__Brano scelto__
L’OA erosiva delle mani costituisce una variante poco frequente dell’OA ed è caratterizzata da erosioni a livello delle IFD, delle IFP e delle trapezio-metacarpali che si aggiungono alle classiche lesioni già descritte. È più attiva dal punto di vista infiammatorio locale, per cui può causare dolore più intenso e costante ma, soprattutto, colpisce più articolazioni contemporaneamente e può persistere per anni, come una vera e propria artrite. Anche i danni che ne derivano possono essere notevoli e quando colpiscono le IFP, evolvere verso l’anchilosi.

Diagnosi

La diagnosi è agevole, tanto dal punto di vista clinico che radiologico. L’obiettività, soprattutto per le classiche localizzazioni alle IFD e l’assenza di tumefazioni con caratteri infiammatori (come nell’artrite), è molto evocatrice. In caso di OA erosiva qualche dubbio può sorgere nei confronti dell’artrite psoriasica che può interessare anch’essa le IFD. In tal caso è utile rilevare la concomitanza della dermatite e dell’onicopatia, che in genere si associa all’interessamento delle IFD. Occorre peraltro tener presente che talora la psoriasi insorge dopo l’artrite. Nei confronti dell’artrite reumatoide qualche dubbio può sussistere se sono interessate le IFP, con i noduli di Bouchard. Nell’artrite reumatoide si trovano erosioni associate a osteoporosi periarticolare, in genere assente nell’OA. Per la diagnosi differenziale nei confronti delle artriti in genere, il laboratorio può essere utile escludendo alterazioni degli indici di infiammazione o disordini immunologici, in genere assenti nell’OA.

__Attività__
Scrivi il seguito del brano sull'OA erosiva delle mani, partendo dopo l'ultima frase riportata. I record non hanno alcun legame con il brano.

__Elenco dei record__
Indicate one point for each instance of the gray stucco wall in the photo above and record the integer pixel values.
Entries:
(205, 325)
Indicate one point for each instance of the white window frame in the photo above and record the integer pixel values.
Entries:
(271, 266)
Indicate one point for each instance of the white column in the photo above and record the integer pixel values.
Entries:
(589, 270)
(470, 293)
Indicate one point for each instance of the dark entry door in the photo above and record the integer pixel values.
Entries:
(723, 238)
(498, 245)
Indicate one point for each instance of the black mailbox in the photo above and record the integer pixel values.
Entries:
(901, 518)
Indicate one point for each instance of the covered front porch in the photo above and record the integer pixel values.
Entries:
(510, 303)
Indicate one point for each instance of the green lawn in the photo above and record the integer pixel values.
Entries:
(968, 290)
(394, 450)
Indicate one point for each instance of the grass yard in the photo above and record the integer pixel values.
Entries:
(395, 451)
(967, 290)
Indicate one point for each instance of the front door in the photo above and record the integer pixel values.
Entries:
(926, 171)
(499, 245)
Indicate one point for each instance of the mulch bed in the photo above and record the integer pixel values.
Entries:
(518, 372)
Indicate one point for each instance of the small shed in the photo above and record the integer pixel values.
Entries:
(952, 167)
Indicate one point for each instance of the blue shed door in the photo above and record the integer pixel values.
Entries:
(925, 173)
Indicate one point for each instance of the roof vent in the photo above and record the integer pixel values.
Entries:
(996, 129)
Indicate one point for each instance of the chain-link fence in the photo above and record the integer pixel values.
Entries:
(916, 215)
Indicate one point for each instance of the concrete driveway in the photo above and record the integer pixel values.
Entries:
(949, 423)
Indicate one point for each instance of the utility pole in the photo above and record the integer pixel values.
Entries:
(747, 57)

__Risultato dell'esercizio__
Trattamento

Anche per l’OA delle mani si applica lo schema generale di terapia dell’artrosi. Per quanto concerne il dolore, che nella maggior parte dei casi è presente solo nelle prime fasi della malattia, si può far ricorso innanzitutto agli analgesici semplici come il paracetamolo (fino a 3 gr/die) oppure, in caso di scarsa risposta, ai FANS, farmaci che hanno il vantaggio di controllare anche le reazioni infiammatorie. Tuttavia, va tenuto conto delle frequenti controindicazioni che questi hanno, soprattutto nei pazienti anziani, con spesso associate comorbidità. Nelle forme in cui i farmaci precedenti sono inefficaci o controindicati, si può far ricorso agli analgesici oppioidi, anche questi con debita cautela nei pazienti anziani. Per le forme che tendono a recidivare più frequentemente, alla terapia farmacologica si possono associare le terapie fisiche (termoterapia) e, nell’OA trapezio-metacarpale, tutori di contenzione e ginnastica. Purtroppo però, nessuno di questi trattamenti sembra capace di rallentare la tendenza alle deformazioni.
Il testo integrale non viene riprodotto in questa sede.